» EXTRACTED RECORDS
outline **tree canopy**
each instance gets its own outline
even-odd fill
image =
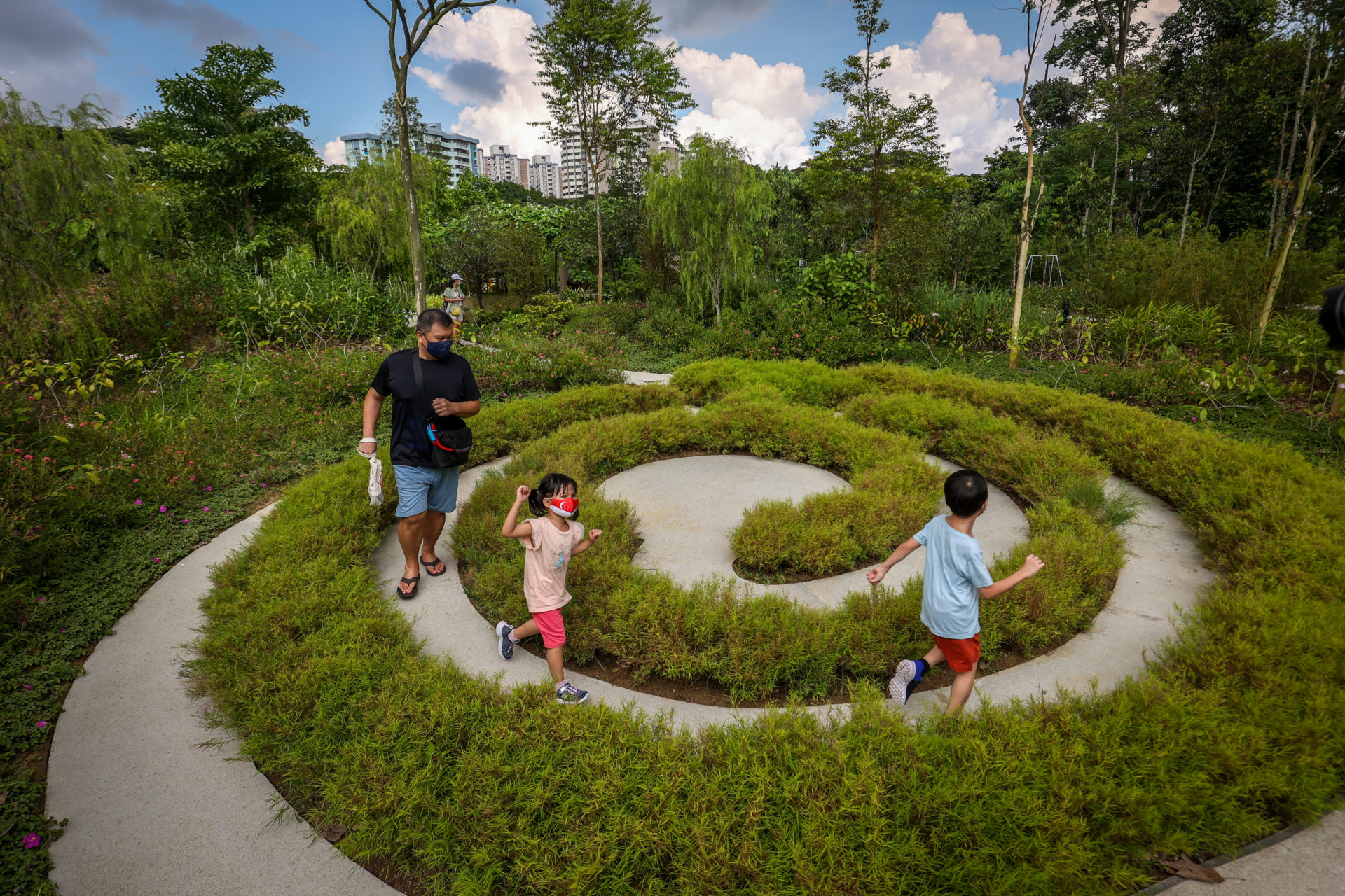
[[[199,238],[241,255],[281,250],[308,219],[321,160],[292,128],[308,113],[280,99],[276,60],[262,47],[222,43],[186,75],[157,82],[161,109],[137,116],[159,173],[178,187]]]

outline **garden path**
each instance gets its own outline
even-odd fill
[[[948,473],[962,469],[928,454],[925,461]],[[866,591],[868,567],[811,582],[759,584],[734,571],[729,533],[742,521],[742,512],[759,501],[798,501],[837,489],[849,492],[850,484],[820,467],[742,454],[655,461],[617,473],[603,484],[607,497],[624,498],[639,513],[644,544],[635,555],[636,566],[662,570],[682,587],[720,575],[748,594],[771,591],[818,609],[837,609],[851,591]],[[689,510],[689,505],[695,509]],[[939,512],[947,513],[948,508],[940,504]],[[976,520],[976,537],[989,562],[1028,539],[1028,519],[1009,496],[990,486],[990,506]],[[923,571],[924,548],[917,548],[892,567],[882,582],[900,588]]]
[[[202,721],[184,646],[204,625],[210,568],[242,548],[270,505],[192,551],[98,642],[51,742],[47,814],[62,896],[393,896],[288,811],[237,743]]]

» PROBLEM TO SOLVE
Print exactly the lines above, starting at the line that contains "outline **garden path**" and ending with the last line of the records, both included.

» COMPLETE OUTPUT
outline **garden path**
each instance gets its own outline
even-odd fill
[[[948,473],[962,469],[928,454],[925,461]],[[866,591],[868,567],[811,582],[759,584],[734,571],[729,533],[742,521],[742,512],[759,501],[798,501],[837,489],[849,492],[850,484],[820,467],[742,454],[655,461],[617,473],[603,484],[607,497],[624,498],[639,513],[644,544],[635,555],[636,566],[662,570],[682,587],[720,575],[748,594],[771,591],[818,609],[837,609],[851,591]],[[689,510],[689,505],[695,509]],[[939,512],[947,513],[948,508],[940,504]],[[976,520],[976,537],[989,562],[1028,539],[1028,519],[1009,496],[990,486],[990,506]],[[923,571],[924,548],[917,548],[892,567],[882,582],[900,588]]]
[[[202,721],[184,646],[204,625],[210,568],[242,548],[270,505],[192,551],[98,642],[51,742],[47,814],[62,896],[393,896],[288,811],[237,743]]]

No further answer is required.